● **Directions**
Look for the string "instance" in the listing below and copy every line in which it appears.
--- START ---
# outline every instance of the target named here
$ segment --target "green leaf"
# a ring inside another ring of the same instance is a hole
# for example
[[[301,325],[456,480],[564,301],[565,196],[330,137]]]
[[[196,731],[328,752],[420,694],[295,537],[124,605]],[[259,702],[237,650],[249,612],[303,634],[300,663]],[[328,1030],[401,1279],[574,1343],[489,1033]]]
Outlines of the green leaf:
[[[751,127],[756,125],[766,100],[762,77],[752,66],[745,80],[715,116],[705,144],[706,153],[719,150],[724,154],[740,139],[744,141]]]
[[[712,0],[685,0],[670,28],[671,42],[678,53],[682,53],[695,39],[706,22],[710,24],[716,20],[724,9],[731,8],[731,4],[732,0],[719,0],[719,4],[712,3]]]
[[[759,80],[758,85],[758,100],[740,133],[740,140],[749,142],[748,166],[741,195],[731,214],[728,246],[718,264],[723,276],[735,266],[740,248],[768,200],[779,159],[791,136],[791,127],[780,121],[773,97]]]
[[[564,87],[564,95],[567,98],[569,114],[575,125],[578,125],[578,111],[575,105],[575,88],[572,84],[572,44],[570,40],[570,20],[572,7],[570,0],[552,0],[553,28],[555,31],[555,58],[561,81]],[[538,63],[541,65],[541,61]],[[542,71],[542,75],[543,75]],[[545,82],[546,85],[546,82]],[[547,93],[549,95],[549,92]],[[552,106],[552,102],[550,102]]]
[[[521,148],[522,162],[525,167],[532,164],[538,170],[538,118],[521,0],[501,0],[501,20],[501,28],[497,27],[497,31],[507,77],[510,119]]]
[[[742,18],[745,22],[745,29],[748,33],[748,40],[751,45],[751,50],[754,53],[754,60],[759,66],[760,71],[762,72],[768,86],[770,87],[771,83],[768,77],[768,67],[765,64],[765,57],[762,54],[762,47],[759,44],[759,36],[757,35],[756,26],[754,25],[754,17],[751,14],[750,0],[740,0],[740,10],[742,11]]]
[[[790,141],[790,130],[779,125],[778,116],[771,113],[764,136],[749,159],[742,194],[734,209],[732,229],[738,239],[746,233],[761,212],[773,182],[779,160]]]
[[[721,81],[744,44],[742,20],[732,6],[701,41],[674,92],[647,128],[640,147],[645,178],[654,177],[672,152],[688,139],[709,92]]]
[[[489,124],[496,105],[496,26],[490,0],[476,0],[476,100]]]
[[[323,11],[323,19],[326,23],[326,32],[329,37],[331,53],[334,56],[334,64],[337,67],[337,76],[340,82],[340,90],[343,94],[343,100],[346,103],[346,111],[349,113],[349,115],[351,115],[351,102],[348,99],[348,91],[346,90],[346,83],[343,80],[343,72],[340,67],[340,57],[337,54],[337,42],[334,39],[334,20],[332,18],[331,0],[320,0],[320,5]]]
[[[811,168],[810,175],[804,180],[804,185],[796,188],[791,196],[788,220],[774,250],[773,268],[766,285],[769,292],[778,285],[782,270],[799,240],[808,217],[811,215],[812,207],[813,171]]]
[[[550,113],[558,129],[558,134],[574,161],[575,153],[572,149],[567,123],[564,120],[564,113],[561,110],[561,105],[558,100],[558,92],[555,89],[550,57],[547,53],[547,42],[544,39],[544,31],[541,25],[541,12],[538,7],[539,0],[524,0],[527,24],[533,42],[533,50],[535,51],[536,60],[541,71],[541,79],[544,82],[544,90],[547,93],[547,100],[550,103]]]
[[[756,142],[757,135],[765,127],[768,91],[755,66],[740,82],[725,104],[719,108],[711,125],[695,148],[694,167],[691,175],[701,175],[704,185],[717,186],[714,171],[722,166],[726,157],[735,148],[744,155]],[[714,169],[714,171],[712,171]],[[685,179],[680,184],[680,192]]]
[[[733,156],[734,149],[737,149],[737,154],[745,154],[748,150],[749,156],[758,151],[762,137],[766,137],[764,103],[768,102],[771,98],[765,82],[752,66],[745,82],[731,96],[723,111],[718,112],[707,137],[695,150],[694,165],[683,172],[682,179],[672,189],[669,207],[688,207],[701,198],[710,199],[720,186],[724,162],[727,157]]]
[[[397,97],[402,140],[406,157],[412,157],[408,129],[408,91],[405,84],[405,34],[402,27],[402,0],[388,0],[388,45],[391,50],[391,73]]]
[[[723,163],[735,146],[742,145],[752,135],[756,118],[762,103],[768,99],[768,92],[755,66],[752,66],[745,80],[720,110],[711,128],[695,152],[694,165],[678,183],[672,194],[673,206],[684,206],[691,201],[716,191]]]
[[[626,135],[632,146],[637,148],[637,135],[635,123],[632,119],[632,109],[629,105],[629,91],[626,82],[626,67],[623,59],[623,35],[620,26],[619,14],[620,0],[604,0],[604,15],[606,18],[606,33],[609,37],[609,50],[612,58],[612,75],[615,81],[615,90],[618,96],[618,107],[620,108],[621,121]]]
--- END ---
● **Solution for this exercise**
# outline every instance of the target named here
# a ring inside another ring of the same instance is a hole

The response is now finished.